- [Goal of the exercise]: Please return each entry exactly as it appears, but not the pictures.

- [Material provided]:
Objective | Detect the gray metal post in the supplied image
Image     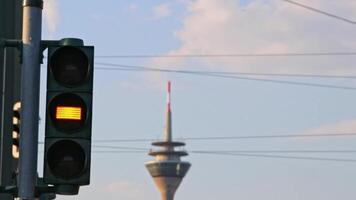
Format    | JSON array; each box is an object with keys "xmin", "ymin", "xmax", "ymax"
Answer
[
  {"xmin": 0, "ymin": 45, "xmax": 13, "ymax": 200},
  {"xmin": 18, "ymin": 0, "xmax": 43, "ymax": 199}
]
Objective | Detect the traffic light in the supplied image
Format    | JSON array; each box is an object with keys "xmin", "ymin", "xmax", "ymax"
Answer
[
  {"xmin": 43, "ymin": 38, "xmax": 94, "ymax": 188},
  {"xmin": 12, "ymin": 101, "xmax": 21, "ymax": 159}
]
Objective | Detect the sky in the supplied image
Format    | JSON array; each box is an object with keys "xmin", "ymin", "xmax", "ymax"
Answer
[{"xmin": 37, "ymin": 0, "xmax": 356, "ymax": 199}]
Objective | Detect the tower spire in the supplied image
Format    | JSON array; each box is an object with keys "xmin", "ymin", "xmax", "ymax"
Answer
[{"xmin": 164, "ymin": 81, "xmax": 172, "ymax": 142}]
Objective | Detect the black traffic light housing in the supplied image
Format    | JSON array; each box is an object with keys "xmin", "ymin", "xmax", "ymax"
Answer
[{"xmin": 43, "ymin": 38, "xmax": 94, "ymax": 188}]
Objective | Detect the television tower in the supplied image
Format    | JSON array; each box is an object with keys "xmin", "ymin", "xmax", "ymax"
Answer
[{"xmin": 145, "ymin": 81, "xmax": 191, "ymax": 200}]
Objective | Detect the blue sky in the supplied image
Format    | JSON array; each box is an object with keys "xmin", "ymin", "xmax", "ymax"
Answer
[{"xmin": 39, "ymin": 0, "xmax": 356, "ymax": 199}]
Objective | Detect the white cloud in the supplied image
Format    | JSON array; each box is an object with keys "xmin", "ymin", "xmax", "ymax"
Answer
[
  {"xmin": 104, "ymin": 181, "xmax": 145, "ymax": 199},
  {"xmin": 299, "ymin": 119, "xmax": 356, "ymax": 135},
  {"xmin": 153, "ymin": 3, "xmax": 172, "ymax": 19},
  {"xmin": 125, "ymin": 3, "xmax": 138, "ymax": 13},
  {"xmin": 43, "ymin": 0, "xmax": 59, "ymax": 38},
  {"xmin": 150, "ymin": 0, "xmax": 356, "ymax": 77}
]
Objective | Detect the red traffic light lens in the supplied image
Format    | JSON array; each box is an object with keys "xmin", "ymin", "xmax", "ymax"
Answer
[
  {"xmin": 49, "ymin": 93, "xmax": 87, "ymax": 132},
  {"xmin": 47, "ymin": 140, "xmax": 86, "ymax": 180},
  {"xmin": 50, "ymin": 46, "xmax": 89, "ymax": 87}
]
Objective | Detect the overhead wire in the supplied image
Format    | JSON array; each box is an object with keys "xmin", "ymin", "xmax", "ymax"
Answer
[
  {"xmin": 95, "ymin": 52, "xmax": 356, "ymax": 58},
  {"xmin": 37, "ymin": 147, "xmax": 356, "ymax": 163},
  {"xmin": 95, "ymin": 64, "xmax": 356, "ymax": 79},
  {"xmin": 282, "ymin": 0, "xmax": 356, "ymax": 25},
  {"xmin": 38, "ymin": 133, "xmax": 356, "ymax": 145},
  {"xmin": 91, "ymin": 147, "xmax": 356, "ymax": 154},
  {"xmin": 88, "ymin": 146, "xmax": 356, "ymax": 163},
  {"xmin": 95, "ymin": 62, "xmax": 356, "ymax": 90},
  {"xmin": 179, "ymin": 133, "xmax": 356, "ymax": 141},
  {"xmin": 92, "ymin": 150, "xmax": 146, "ymax": 154},
  {"xmin": 91, "ymin": 133, "xmax": 356, "ymax": 143},
  {"xmin": 60, "ymin": 61, "xmax": 356, "ymax": 91},
  {"xmin": 190, "ymin": 150, "xmax": 356, "ymax": 154},
  {"xmin": 47, "ymin": 61, "xmax": 356, "ymax": 90},
  {"xmin": 193, "ymin": 151, "xmax": 356, "ymax": 163},
  {"xmin": 92, "ymin": 145, "xmax": 148, "ymax": 151}
]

- [Your solution]:
Objective | Detect the gray metal post in the supplied image
Image     
Format    | JSON array; each box is an object with keys "xmin", "ymin", "xmax", "ymax"
Answer
[
  {"xmin": 0, "ymin": 45, "xmax": 13, "ymax": 200},
  {"xmin": 18, "ymin": 0, "xmax": 43, "ymax": 199}
]
Objective | Detect the traffic light in the supplied image
Format    | JSON array; each box is an object with keys "xmin", "ymin", "xmax", "ymax"
Answer
[
  {"xmin": 43, "ymin": 38, "xmax": 94, "ymax": 188},
  {"xmin": 12, "ymin": 101, "xmax": 21, "ymax": 159}
]
Objective | Detect the sky in the supplied image
Format    | JSON array; each box is an object with keys "xmin", "ymin", "xmax", "ymax"
Answer
[{"xmin": 37, "ymin": 0, "xmax": 356, "ymax": 199}]
Objective | Detect the tower spire in the supplied image
Format    | JSON array; each box is an object with keys "xmin", "ymin", "xmax", "ymax"
Answer
[{"xmin": 164, "ymin": 81, "xmax": 172, "ymax": 142}]
Objective | Detect the black traffic light housing in the supplied image
Format    | JSON array; each box is an object with keys "xmin", "ymin", "xmax", "ymax"
Answer
[{"xmin": 43, "ymin": 38, "xmax": 94, "ymax": 188}]
Objective | Detect the television tower in the supplied image
Format    | JSON array; each box is an object with keys "xmin", "ymin", "xmax", "ymax"
Answer
[{"xmin": 145, "ymin": 81, "xmax": 191, "ymax": 200}]
Objective | Detect the blue sky in the supplied image
Format    | JSON array; each box is an object with keys "xmin", "ymin", "xmax", "ymax"
Answer
[{"xmin": 39, "ymin": 0, "xmax": 356, "ymax": 199}]
Objective | Detect the white cloud in the supplied image
Format    | JSON array; each box is an object with keys "xmin", "ymin", "xmax", "ymax"
Answer
[
  {"xmin": 104, "ymin": 181, "xmax": 145, "ymax": 199},
  {"xmin": 299, "ymin": 119, "xmax": 356, "ymax": 135},
  {"xmin": 153, "ymin": 3, "xmax": 172, "ymax": 19},
  {"xmin": 125, "ymin": 3, "xmax": 138, "ymax": 13},
  {"xmin": 43, "ymin": 0, "xmax": 59, "ymax": 38},
  {"xmin": 150, "ymin": 0, "xmax": 356, "ymax": 77}
]
Objective | Detect the red traffic light lens in the supplied image
Format    | JSON array; each box is an object with keys "xmin", "ymin", "xmax", "ymax"
Answer
[
  {"xmin": 49, "ymin": 93, "xmax": 87, "ymax": 132},
  {"xmin": 47, "ymin": 140, "xmax": 86, "ymax": 180},
  {"xmin": 50, "ymin": 46, "xmax": 89, "ymax": 87}
]
Objective | Detect the overhead wire in the supplied image
Format    | JSON array; each box is an object with keys "xmin", "ymin", "xmax", "ymax"
Answer
[
  {"xmin": 95, "ymin": 52, "xmax": 356, "ymax": 58},
  {"xmin": 37, "ymin": 147, "xmax": 356, "ymax": 163},
  {"xmin": 95, "ymin": 64, "xmax": 356, "ymax": 79},
  {"xmin": 282, "ymin": 0, "xmax": 356, "ymax": 25},
  {"xmin": 38, "ymin": 133, "xmax": 356, "ymax": 145},
  {"xmin": 91, "ymin": 147, "xmax": 356, "ymax": 154},
  {"xmin": 88, "ymin": 146, "xmax": 356, "ymax": 163},
  {"xmin": 95, "ymin": 62, "xmax": 356, "ymax": 90},
  {"xmin": 179, "ymin": 133, "xmax": 356, "ymax": 141},
  {"xmin": 92, "ymin": 150, "xmax": 146, "ymax": 154},
  {"xmin": 91, "ymin": 133, "xmax": 356, "ymax": 143},
  {"xmin": 60, "ymin": 61, "xmax": 356, "ymax": 91},
  {"xmin": 190, "ymin": 150, "xmax": 356, "ymax": 154},
  {"xmin": 47, "ymin": 61, "xmax": 356, "ymax": 90},
  {"xmin": 193, "ymin": 151, "xmax": 356, "ymax": 163},
  {"xmin": 92, "ymin": 145, "xmax": 148, "ymax": 151}
]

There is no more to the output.